-- Problem to solve --
Return only those lines of the listing that hold the word "body".

-- Records provided --
+++++
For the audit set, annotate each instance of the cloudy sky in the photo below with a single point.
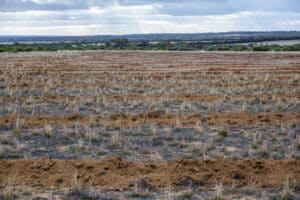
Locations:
(99, 17)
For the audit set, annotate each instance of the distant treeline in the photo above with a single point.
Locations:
(165, 45)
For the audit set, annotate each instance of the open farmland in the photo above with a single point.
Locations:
(151, 125)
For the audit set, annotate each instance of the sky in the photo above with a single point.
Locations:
(116, 17)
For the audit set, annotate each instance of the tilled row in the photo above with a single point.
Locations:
(119, 173)
(154, 117)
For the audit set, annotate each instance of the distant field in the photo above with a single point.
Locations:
(279, 42)
(149, 125)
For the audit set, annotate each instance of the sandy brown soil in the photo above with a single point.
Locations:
(68, 116)
(155, 117)
(118, 173)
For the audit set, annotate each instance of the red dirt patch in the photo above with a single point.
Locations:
(115, 172)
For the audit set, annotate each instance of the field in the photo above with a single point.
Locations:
(149, 125)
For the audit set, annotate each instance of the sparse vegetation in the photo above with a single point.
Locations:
(182, 119)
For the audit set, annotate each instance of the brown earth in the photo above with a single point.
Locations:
(155, 117)
(153, 98)
(118, 173)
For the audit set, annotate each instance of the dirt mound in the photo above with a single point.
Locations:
(118, 173)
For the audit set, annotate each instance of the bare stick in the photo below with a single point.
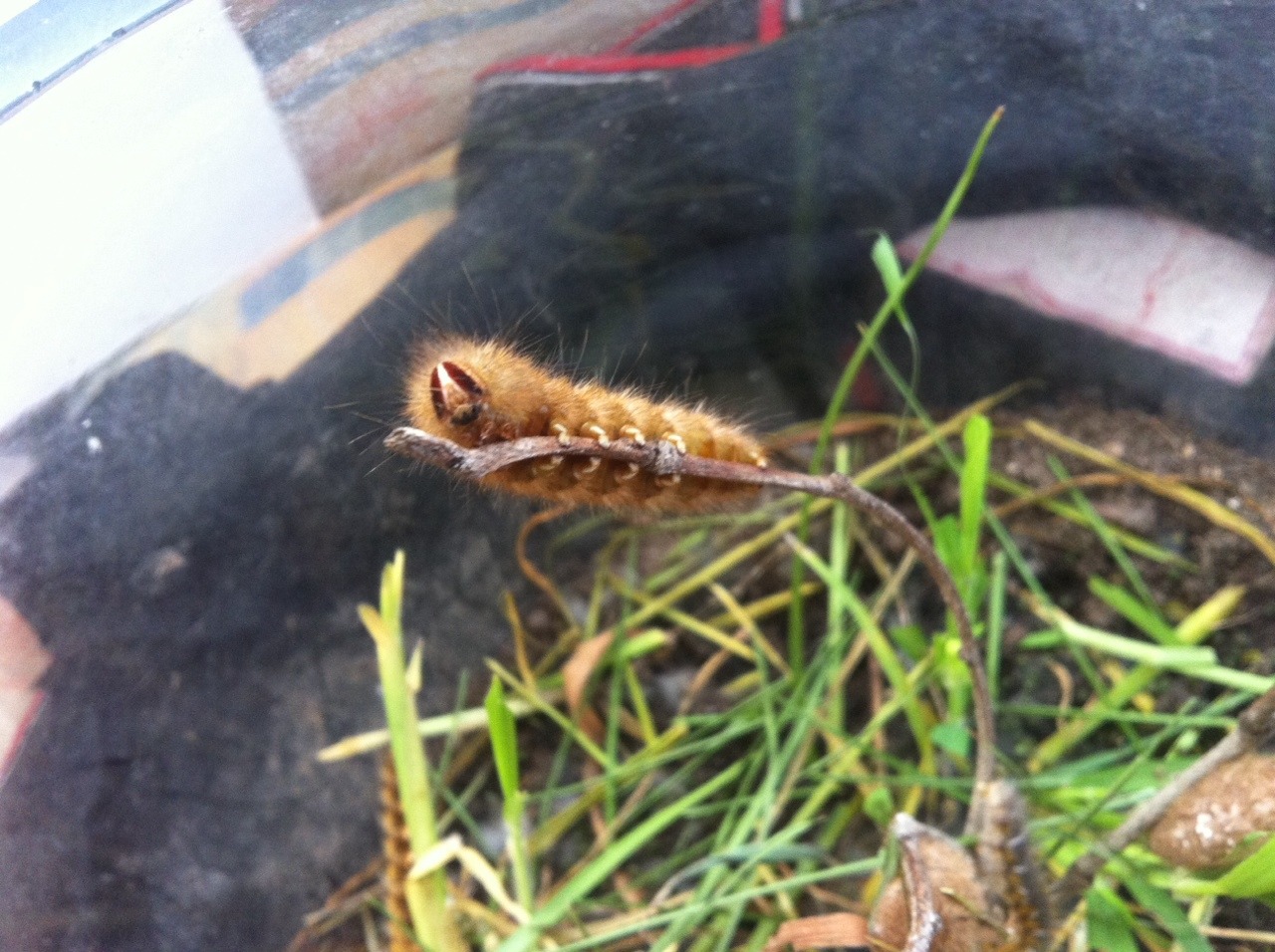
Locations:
(1253, 727)
(923, 919)
(663, 459)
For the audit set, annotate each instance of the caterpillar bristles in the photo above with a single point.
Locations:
(478, 392)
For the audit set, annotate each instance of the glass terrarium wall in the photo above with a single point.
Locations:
(226, 223)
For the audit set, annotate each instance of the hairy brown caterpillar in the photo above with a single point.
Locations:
(477, 392)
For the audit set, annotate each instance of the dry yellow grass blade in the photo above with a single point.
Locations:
(1168, 487)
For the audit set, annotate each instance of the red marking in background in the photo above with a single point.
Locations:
(651, 24)
(770, 21)
(868, 392)
(618, 59)
(23, 661)
(637, 63)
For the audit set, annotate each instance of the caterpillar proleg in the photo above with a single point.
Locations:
(477, 392)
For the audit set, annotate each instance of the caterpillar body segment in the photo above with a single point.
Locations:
(476, 392)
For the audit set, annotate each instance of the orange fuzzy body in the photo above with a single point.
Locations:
(482, 391)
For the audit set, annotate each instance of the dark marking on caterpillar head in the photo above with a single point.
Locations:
(458, 397)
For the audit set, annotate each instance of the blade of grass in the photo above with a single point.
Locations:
(611, 859)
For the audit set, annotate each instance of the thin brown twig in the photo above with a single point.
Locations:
(660, 458)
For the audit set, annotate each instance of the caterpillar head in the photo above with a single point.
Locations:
(459, 399)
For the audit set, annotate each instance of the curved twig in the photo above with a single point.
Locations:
(663, 459)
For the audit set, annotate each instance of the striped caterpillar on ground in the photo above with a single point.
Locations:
(477, 392)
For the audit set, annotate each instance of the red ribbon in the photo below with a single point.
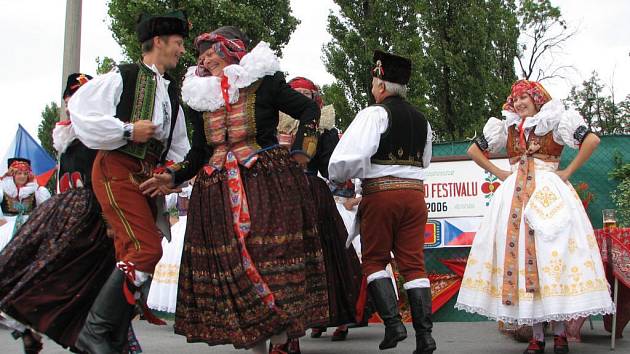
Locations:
(226, 96)
(130, 275)
(521, 136)
(64, 122)
(162, 169)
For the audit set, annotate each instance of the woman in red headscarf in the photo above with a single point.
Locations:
(343, 270)
(19, 195)
(252, 266)
(534, 258)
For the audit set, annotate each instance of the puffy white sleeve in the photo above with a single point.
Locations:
(571, 130)
(428, 148)
(63, 135)
(171, 201)
(494, 136)
(93, 109)
(351, 157)
(41, 195)
(179, 142)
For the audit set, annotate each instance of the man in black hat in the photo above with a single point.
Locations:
(388, 146)
(133, 117)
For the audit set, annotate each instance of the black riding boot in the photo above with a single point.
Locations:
(107, 320)
(384, 297)
(420, 305)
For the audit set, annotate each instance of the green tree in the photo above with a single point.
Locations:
(470, 48)
(268, 20)
(50, 116)
(462, 54)
(543, 34)
(599, 110)
(104, 65)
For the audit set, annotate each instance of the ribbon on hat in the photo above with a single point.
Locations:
(378, 70)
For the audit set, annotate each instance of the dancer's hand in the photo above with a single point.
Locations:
(159, 184)
(143, 130)
(564, 175)
(301, 159)
(350, 203)
(503, 174)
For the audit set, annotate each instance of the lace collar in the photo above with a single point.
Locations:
(205, 94)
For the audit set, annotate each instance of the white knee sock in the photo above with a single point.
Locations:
(279, 338)
(539, 332)
(559, 329)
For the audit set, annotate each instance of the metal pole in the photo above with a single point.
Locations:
(71, 45)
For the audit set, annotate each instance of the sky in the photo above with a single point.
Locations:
(34, 32)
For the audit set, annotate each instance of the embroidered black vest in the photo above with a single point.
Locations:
(137, 102)
(405, 138)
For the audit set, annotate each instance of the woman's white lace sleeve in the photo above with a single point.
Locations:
(494, 136)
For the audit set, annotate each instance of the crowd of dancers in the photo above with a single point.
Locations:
(270, 201)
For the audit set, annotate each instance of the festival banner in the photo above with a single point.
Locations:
(460, 188)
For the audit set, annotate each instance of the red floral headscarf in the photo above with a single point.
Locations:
(230, 50)
(20, 166)
(534, 89)
(304, 83)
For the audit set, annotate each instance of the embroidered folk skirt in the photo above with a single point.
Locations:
(343, 269)
(217, 302)
(54, 267)
(571, 279)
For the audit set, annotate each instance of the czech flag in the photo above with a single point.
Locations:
(23, 145)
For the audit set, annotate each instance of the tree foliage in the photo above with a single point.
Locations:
(50, 116)
(543, 34)
(462, 53)
(601, 112)
(104, 65)
(268, 20)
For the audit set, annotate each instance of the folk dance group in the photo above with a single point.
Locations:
(260, 256)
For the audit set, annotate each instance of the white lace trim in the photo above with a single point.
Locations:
(204, 93)
(10, 189)
(162, 308)
(530, 321)
(327, 118)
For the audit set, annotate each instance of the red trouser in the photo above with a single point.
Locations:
(393, 221)
(129, 214)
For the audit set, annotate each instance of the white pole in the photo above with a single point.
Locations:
(615, 298)
(71, 45)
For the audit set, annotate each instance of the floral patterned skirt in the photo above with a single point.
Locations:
(54, 267)
(217, 301)
(571, 279)
(343, 269)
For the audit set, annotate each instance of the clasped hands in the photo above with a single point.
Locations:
(159, 184)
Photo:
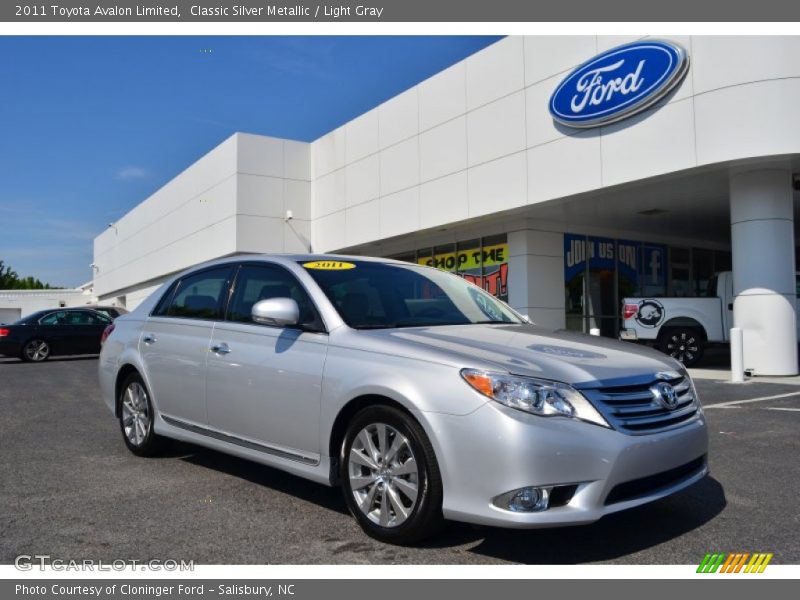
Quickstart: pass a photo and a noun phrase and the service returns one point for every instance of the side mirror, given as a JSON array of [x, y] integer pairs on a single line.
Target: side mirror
[[278, 312]]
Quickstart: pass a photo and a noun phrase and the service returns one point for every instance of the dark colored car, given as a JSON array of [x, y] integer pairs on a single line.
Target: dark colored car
[[52, 332], [110, 311]]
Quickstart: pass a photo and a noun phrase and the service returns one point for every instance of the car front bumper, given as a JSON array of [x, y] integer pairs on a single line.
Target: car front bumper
[[496, 449], [10, 348]]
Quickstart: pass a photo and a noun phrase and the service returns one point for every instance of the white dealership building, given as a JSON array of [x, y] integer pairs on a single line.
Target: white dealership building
[[470, 171]]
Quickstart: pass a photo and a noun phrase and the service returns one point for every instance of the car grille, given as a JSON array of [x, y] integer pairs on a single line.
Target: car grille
[[634, 409]]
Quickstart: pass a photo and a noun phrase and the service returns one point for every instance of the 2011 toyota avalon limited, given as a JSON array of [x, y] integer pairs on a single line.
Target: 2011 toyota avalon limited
[[417, 392]]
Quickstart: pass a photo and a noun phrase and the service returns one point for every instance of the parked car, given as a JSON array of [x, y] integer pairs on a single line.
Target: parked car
[[683, 327], [53, 332], [110, 311], [418, 393]]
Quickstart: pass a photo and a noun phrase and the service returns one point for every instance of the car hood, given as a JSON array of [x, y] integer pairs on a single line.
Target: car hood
[[575, 358]]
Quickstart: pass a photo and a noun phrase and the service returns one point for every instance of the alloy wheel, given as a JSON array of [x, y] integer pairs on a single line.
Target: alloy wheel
[[37, 350], [682, 346], [383, 475]]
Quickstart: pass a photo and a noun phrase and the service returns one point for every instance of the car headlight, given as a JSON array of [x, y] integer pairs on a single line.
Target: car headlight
[[536, 396]]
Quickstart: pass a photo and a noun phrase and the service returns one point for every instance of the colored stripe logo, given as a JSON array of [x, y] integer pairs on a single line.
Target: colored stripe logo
[[735, 562]]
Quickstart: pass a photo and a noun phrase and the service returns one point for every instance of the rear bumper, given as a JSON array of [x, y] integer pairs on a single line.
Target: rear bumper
[[495, 450]]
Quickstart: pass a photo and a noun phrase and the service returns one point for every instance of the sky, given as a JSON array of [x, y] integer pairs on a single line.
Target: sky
[[91, 126]]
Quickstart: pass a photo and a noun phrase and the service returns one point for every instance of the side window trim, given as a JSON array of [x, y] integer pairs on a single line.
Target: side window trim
[[288, 272], [165, 300]]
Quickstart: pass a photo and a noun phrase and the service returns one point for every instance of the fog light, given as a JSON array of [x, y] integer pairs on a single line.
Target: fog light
[[529, 499]]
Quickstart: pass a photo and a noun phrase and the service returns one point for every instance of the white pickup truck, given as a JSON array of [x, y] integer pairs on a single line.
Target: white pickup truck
[[682, 327]]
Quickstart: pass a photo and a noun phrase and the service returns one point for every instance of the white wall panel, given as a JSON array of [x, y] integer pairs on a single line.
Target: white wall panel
[[495, 71], [398, 118], [399, 166], [655, 142], [443, 200], [546, 55], [564, 167], [361, 137], [399, 213], [443, 149], [497, 185], [362, 223], [496, 129], [362, 180]]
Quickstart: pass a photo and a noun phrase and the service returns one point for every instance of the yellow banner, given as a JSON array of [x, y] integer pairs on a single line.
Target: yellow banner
[[467, 260]]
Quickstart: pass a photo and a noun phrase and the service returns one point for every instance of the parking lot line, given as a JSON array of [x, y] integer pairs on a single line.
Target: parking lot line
[[749, 400]]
+++++
-- Expected answer --
For the audit set, annotate each instance of the caterpillar body segment in the photo above with a single point.
For the audit set, annotate each instance of the orange fuzzy body in the photo above with a single point.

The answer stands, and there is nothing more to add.